▶ Work required
Please copy, character for character, each line from the beginning of the listing to the line containing "Where can the mountain", including both.

▶ Extracted entries
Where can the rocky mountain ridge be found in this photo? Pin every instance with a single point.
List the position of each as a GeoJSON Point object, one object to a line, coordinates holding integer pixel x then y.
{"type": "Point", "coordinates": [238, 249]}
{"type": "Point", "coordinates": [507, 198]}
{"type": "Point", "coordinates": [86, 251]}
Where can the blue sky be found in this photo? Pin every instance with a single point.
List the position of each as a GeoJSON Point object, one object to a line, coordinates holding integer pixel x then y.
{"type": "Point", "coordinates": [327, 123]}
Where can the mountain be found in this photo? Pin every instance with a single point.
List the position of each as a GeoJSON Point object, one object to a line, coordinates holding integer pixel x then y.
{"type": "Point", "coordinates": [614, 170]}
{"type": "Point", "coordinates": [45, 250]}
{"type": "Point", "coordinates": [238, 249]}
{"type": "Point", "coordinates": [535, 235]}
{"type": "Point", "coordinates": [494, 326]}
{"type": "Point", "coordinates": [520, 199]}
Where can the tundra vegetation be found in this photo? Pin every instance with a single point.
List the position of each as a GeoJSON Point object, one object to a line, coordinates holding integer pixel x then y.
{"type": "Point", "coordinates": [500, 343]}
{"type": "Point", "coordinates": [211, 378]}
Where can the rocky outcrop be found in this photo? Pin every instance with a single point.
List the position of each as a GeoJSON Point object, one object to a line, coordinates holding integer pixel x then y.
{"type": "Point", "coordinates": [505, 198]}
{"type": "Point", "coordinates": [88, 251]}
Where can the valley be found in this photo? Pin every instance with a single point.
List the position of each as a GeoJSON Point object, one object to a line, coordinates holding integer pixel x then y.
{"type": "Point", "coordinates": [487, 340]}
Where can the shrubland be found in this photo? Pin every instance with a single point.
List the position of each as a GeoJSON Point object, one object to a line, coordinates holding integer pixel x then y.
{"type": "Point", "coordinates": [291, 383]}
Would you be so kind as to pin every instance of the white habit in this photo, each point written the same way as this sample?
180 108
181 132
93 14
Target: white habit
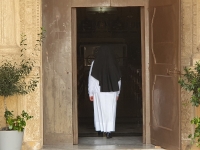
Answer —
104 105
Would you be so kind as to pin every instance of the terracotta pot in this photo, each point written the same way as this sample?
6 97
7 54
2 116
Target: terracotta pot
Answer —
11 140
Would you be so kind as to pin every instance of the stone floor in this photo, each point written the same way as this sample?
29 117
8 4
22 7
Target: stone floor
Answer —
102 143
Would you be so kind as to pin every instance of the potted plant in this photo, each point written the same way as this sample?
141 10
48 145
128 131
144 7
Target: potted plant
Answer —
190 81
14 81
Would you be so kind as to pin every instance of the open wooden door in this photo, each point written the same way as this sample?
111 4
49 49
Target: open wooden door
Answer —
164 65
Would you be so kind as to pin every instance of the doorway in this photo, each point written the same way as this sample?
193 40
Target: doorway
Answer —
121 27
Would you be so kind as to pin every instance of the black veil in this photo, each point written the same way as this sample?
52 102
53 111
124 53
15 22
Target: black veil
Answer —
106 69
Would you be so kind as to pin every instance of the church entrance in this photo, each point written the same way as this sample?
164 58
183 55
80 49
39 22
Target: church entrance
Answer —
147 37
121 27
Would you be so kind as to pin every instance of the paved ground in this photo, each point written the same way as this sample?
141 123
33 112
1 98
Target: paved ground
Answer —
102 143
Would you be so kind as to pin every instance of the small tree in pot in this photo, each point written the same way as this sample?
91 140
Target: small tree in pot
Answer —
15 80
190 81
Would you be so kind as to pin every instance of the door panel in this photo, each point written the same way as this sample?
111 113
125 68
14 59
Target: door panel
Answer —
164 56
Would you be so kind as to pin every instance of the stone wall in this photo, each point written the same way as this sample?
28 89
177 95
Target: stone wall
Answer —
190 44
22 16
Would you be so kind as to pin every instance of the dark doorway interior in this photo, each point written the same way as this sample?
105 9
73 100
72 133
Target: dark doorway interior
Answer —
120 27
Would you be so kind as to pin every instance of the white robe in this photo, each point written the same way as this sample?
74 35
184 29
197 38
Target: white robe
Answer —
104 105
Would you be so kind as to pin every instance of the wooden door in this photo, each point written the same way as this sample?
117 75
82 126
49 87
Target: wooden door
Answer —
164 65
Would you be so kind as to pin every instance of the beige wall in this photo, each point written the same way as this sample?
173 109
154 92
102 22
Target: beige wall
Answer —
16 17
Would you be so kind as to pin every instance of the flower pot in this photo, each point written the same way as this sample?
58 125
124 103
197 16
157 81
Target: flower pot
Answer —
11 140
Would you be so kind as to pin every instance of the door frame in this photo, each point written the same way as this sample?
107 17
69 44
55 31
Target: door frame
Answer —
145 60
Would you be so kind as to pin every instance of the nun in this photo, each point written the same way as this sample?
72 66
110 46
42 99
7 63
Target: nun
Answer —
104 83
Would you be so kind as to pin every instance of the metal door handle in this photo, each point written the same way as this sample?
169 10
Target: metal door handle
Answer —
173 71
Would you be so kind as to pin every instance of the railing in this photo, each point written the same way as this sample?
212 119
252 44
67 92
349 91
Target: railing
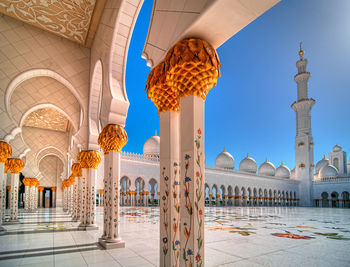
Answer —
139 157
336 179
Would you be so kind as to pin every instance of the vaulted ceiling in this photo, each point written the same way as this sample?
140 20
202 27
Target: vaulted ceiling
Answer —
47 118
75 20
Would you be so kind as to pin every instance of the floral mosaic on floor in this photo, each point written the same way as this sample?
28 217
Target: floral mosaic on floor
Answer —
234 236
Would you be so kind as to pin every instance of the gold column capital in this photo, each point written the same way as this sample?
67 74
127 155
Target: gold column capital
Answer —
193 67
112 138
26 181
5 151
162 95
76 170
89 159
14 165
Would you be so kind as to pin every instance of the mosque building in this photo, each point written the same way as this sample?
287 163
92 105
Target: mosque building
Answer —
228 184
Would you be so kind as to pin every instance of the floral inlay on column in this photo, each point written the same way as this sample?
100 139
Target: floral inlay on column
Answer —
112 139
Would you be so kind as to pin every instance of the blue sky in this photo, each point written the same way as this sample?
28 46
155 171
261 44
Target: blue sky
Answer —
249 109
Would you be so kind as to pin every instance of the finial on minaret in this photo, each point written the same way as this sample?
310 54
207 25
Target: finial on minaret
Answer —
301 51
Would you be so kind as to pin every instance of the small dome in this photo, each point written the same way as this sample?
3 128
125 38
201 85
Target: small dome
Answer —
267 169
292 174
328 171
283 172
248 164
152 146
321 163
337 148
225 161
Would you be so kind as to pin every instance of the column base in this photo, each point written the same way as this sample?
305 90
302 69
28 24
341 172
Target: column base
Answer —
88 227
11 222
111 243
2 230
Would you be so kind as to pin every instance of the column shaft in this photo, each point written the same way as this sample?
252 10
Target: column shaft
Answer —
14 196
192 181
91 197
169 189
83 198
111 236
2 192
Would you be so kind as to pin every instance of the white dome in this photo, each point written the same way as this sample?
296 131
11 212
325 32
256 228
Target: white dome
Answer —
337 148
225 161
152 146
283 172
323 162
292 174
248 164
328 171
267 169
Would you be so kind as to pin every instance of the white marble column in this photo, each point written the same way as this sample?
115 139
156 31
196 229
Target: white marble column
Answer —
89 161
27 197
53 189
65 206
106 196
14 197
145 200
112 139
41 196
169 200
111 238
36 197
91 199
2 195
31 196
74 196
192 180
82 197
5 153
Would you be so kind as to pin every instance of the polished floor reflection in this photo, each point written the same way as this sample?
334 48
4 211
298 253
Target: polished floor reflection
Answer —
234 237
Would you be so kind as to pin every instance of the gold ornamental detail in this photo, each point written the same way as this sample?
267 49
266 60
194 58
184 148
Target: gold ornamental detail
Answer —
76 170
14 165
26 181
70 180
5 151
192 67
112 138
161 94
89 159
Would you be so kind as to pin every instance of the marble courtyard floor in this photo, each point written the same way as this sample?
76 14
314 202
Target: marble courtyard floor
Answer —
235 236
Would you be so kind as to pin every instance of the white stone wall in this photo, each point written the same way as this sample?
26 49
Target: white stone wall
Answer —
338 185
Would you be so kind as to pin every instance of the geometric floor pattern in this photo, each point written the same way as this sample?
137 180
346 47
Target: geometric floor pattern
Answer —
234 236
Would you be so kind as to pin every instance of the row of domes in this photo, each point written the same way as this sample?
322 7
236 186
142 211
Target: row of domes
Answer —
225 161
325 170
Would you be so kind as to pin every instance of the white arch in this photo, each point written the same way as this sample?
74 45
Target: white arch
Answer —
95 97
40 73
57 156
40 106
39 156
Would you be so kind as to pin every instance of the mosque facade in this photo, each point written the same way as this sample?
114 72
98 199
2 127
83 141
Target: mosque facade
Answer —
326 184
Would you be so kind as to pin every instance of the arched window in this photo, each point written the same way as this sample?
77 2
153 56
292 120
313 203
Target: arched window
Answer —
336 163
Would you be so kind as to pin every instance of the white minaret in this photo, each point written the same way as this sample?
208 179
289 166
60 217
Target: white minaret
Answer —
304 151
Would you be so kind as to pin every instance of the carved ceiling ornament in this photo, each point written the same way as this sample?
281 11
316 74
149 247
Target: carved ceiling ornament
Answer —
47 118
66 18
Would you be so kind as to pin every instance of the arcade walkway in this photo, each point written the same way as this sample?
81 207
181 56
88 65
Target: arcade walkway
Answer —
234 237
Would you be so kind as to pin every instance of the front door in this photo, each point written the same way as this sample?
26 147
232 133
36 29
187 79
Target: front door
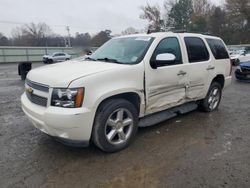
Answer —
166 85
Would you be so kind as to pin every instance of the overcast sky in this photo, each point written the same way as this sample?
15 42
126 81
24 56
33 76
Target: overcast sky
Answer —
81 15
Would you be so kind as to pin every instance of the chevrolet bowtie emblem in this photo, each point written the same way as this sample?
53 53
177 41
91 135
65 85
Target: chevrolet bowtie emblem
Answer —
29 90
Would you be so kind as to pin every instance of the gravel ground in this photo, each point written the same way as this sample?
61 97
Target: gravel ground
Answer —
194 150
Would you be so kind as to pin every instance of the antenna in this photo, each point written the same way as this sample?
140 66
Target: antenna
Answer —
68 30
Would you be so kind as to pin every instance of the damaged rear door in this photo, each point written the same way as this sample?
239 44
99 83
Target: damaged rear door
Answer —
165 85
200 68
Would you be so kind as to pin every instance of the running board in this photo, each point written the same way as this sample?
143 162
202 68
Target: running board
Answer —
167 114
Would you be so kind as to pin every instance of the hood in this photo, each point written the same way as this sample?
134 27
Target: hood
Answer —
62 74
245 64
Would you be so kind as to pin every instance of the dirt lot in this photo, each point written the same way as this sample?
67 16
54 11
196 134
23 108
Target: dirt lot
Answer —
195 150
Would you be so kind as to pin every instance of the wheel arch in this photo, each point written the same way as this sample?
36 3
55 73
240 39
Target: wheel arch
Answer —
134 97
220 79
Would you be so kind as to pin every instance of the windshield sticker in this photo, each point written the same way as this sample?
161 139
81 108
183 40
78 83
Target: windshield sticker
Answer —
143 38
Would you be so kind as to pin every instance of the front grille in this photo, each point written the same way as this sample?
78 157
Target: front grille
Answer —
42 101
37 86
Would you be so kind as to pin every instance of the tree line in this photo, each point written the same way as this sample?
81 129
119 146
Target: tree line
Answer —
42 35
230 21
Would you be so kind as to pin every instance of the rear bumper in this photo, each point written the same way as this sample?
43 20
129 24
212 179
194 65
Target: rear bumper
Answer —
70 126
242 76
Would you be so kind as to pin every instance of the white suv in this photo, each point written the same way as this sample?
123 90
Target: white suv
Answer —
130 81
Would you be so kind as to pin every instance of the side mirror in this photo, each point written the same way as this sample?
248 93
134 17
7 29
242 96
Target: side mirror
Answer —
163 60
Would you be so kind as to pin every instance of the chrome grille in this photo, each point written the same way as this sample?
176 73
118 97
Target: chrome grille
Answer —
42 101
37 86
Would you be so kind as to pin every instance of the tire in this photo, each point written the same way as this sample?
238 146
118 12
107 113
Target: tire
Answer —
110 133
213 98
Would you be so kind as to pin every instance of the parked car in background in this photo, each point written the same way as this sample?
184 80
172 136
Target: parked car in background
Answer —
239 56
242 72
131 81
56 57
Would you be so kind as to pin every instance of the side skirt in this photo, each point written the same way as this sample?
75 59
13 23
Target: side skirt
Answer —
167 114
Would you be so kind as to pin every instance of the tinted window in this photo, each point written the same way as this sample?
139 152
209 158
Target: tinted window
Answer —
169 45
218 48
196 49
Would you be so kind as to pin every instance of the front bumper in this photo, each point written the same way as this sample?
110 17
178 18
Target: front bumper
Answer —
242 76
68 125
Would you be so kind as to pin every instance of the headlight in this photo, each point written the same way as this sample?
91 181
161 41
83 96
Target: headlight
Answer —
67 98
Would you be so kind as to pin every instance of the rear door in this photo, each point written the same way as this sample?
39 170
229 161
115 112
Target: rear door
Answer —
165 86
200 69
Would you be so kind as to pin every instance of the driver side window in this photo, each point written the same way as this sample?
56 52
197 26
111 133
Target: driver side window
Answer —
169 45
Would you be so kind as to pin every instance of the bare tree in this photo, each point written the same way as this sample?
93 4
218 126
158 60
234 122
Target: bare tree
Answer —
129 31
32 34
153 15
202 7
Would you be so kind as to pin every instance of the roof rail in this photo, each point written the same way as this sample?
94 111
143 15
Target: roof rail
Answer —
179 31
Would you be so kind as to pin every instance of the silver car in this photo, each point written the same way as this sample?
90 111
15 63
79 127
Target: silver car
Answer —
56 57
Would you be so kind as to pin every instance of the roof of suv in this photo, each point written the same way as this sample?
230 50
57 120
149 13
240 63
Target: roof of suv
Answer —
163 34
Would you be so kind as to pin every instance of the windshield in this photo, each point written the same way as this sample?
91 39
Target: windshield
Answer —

▶ Result below
Where can the rocky mountain ridge be found in this photo? Pin every instance with a single point.
List the position of each as a GeoJSON Point object, one object to a line, coordinates holding integer pixel x then y.
{"type": "Point", "coordinates": [238, 249]}
{"type": "Point", "coordinates": [507, 198]}
{"type": "Point", "coordinates": [86, 251]}
Where can the blue sky be found in this photo? Pin every instance with a single point.
List the position of each as a GeoJSON Point object, one object to a line, coordinates holding integer pixel x then y.
{"type": "Point", "coordinates": [327, 123]}
Where can the mountain be found in this photo? Pin every instance with a single point.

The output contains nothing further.